What is being asked: Repeat each line of the data below exactly, but skip the pictures.

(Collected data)
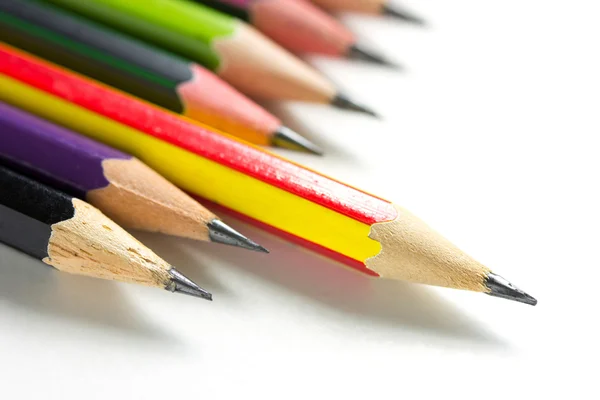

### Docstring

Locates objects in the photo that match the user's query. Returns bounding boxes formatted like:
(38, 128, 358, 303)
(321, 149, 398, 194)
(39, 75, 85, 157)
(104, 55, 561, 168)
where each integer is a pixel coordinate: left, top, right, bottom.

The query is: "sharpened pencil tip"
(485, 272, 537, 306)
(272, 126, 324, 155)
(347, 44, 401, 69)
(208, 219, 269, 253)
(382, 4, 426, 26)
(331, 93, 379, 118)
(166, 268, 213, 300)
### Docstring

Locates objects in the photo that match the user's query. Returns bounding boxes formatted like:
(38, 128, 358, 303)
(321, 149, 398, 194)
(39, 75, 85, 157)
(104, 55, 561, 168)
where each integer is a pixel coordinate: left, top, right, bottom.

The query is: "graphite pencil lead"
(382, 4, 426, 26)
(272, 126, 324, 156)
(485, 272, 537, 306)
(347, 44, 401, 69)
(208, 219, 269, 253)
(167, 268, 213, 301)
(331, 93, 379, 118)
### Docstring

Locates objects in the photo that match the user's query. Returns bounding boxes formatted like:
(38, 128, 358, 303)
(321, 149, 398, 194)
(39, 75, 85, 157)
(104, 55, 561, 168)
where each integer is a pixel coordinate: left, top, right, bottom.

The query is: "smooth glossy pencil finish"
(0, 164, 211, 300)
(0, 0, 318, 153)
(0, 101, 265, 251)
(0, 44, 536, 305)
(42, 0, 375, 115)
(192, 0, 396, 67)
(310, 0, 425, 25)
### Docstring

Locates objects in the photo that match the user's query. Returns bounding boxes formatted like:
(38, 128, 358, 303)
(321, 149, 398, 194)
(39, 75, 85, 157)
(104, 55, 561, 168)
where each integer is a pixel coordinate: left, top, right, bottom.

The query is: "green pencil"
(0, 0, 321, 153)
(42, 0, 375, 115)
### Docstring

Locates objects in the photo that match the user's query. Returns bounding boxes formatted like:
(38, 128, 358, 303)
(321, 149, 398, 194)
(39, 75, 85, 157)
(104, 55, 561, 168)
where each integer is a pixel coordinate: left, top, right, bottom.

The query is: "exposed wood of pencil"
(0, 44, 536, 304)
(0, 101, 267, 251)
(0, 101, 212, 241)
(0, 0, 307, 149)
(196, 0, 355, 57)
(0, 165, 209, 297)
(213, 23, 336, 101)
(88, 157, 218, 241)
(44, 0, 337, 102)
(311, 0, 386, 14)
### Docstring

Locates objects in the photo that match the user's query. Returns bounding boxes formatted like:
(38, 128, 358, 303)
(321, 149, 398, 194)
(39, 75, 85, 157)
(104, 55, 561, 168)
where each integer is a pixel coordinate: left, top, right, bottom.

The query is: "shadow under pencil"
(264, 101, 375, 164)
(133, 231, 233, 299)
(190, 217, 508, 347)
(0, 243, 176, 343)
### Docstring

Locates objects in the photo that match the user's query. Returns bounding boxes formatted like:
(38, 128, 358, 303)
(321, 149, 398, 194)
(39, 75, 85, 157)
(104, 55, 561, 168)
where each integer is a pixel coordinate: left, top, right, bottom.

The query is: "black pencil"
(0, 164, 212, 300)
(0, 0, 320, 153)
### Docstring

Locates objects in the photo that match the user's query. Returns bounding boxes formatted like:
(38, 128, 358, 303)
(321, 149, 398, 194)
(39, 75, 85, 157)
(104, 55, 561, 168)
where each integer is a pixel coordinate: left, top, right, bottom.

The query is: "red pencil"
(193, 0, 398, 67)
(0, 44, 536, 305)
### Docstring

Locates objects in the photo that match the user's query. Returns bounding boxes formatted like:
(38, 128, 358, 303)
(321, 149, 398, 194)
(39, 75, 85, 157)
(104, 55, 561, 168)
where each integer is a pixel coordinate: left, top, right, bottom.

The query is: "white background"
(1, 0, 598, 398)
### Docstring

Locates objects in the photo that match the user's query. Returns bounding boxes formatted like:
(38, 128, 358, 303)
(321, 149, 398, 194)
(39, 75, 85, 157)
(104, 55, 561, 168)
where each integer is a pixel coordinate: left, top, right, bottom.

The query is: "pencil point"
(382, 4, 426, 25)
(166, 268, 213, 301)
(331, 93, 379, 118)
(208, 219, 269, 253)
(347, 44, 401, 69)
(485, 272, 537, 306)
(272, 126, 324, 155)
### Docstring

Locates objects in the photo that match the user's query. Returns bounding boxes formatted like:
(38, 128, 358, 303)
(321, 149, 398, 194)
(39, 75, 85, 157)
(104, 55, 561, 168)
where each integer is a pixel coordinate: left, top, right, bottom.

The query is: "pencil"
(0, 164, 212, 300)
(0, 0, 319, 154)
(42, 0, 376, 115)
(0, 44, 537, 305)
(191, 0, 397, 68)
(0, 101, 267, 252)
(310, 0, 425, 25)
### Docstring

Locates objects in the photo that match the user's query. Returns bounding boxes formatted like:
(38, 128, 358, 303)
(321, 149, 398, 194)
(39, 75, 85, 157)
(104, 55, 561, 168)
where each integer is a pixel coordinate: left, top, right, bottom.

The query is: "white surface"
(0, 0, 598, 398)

Exercise solution:
### Docstring

Locates objects in the photo that match the user's query. Returns bounding boxes formatted like:
(38, 128, 358, 303)
(321, 149, 398, 194)
(39, 75, 85, 157)
(104, 55, 561, 168)
where each integer is a pixel coordinate: left, top, right, bottom.

The query is: "sharpened pencil tip"
(485, 272, 537, 306)
(272, 126, 324, 155)
(347, 44, 401, 69)
(208, 219, 269, 253)
(382, 4, 426, 26)
(331, 93, 379, 118)
(166, 268, 213, 300)
### Docstring

Locates objects in the photo that match the user's query. Returns bounding boxes formatted like:
(38, 128, 358, 303)
(321, 149, 398, 194)
(39, 75, 85, 157)
(104, 55, 561, 168)
where each integer is a pixel coordinate: left, top, right, bottom.

The query is: "graphite pencil lead"
(382, 4, 426, 26)
(272, 126, 324, 156)
(485, 272, 537, 306)
(347, 44, 401, 69)
(208, 219, 269, 253)
(167, 268, 213, 301)
(331, 93, 379, 118)
### Docstring

Locates objects in the photo that match the user's query. Returns bounding boxes formatted like:
(38, 128, 358, 303)
(321, 149, 398, 194)
(39, 75, 85, 157)
(104, 55, 561, 168)
where each integer is a pixel coordinate: left, top, right, bottom.

The query is: "smooth glossy pencil finish"
(0, 164, 211, 300)
(0, 0, 318, 153)
(0, 101, 265, 251)
(0, 44, 536, 305)
(42, 0, 375, 115)
(192, 0, 396, 67)
(310, 0, 425, 25)
### Docstring

Locates objects in the photo that match the user's query. Returns bounding boxes formatted like:
(38, 128, 358, 303)
(321, 149, 398, 194)
(39, 75, 85, 157)
(104, 55, 561, 168)
where each integer is a pixel coordinate: left, top, right, bottom.

The query is: "green pencil"
(0, 0, 321, 153)
(42, 0, 375, 115)
### Docstring

Locates objects in the photo that match the user's query. Returns bounding boxes formatted like:
(38, 128, 358, 303)
(321, 149, 398, 194)
(39, 75, 85, 157)
(104, 55, 561, 168)
where each integer is a pixel coordinate: left, top, right, bottom.

The query is: "exposed wood of pencil"
(0, 44, 536, 304)
(0, 101, 267, 251)
(0, 101, 212, 241)
(0, 0, 307, 149)
(196, 0, 355, 57)
(0, 165, 209, 297)
(213, 23, 336, 101)
(88, 157, 218, 241)
(44, 0, 337, 102)
(311, 0, 386, 14)
### Docstring

Locates objects in the photo that match the user's query. Returns bounding boxes formatted like:
(38, 128, 358, 303)
(321, 149, 398, 194)
(39, 75, 85, 157)
(104, 55, 561, 168)
where each integer is a pixel coordinate: left, top, right, bottom.

The query is: "shadow under pencil"
(264, 101, 375, 164)
(133, 231, 233, 299)
(190, 217, 508, 347)
(0, 243, 176, 343)
### Docstring

Locates objects in the photo that match the user's query. Returns bounding boxes formatted like:
(38, 128, 358, 303)
(321, 149, 398, 194)
(39, 75, 85, 157)
(104, 55, 561, 168)
where each integer is a pixel coordinate: left, top, right, bottom.

The query is: "black pencil"
(0, 164, 212, 300)
(0, 0, 320, 153)
### Docstring

Locates objects in the photo that match the user's query. Returns bounding boxes formatted like:
(38, 128, 358, 303)
(321, 149, 398, 194)
(39, 75, 85, 157)
(104, 55, 561, 168)
where each integer is a pixel coordinate: left, top, right, bottom.

The query is: "red pencil"
(193, 0, 398, 67)
(0, 44, 536, 305)
### Docstring

Locates objects in the photo that match the user's query. Returns bounding boxes formatted like:
(38, 128, 358, 303)
(321, 149, 398, 194)
(39, 75, 85, 157)
(104, 55, 561, 168)
where each integer is a pixel coordinate: left, top, right, bottom.

The query is: "white background"
(1, 0, 598, 398)
### Docstring

Locates objects in the photo that match the user's query. Returns bounding boxes formatted like:
(38, 128, 358, 303)
(321, 149, 398, 194)
(39, 75, 85, 157)
(104, 55, 561, 168)
where each integer is a pixel coordinate: left, top, right, bottom.

The query is: "pencil point"
(382, 4, 426, 25)
(166, 268, 213, 301)
(331, 93, 379, 118)
(208, 219, 269, 253)
(347, 44, 401, 69)
(485, 272, 537, 306)
(272, 126, 324, 155)
### Docstring

Locates objects in the photo that match the user's query. Returns bounding boxes formatted like:
(38, 128, 358, 303)
(321, 149, 398, 194)
(39, 75, 85, 157)
(104, 55, 561, 168)
where each integer is a pixel coordinate: left, top, right, bottom.

The query is: "pencil"
(0, 164, 212, 300)
(0, 0, 319, 154)
(42, 0, 376, 115)
(0, 44, 537, 305)
(191, 0, 397, 68)
(0, 101, 267, 252)
(310, 0, 425, 25)
### Docstring

Locates objects in the photo that match the user's query. Returns bounding boxes formatted like:
(38, 128, 358, 303)
(321, 149, 398, 194)
(39, 75, 85, 157)
(104, 55, 561, 168)
where each integer is a pixel coordinate: left, top, right, bottom.

The query is: "white surface"
(0, 0, 598, 398)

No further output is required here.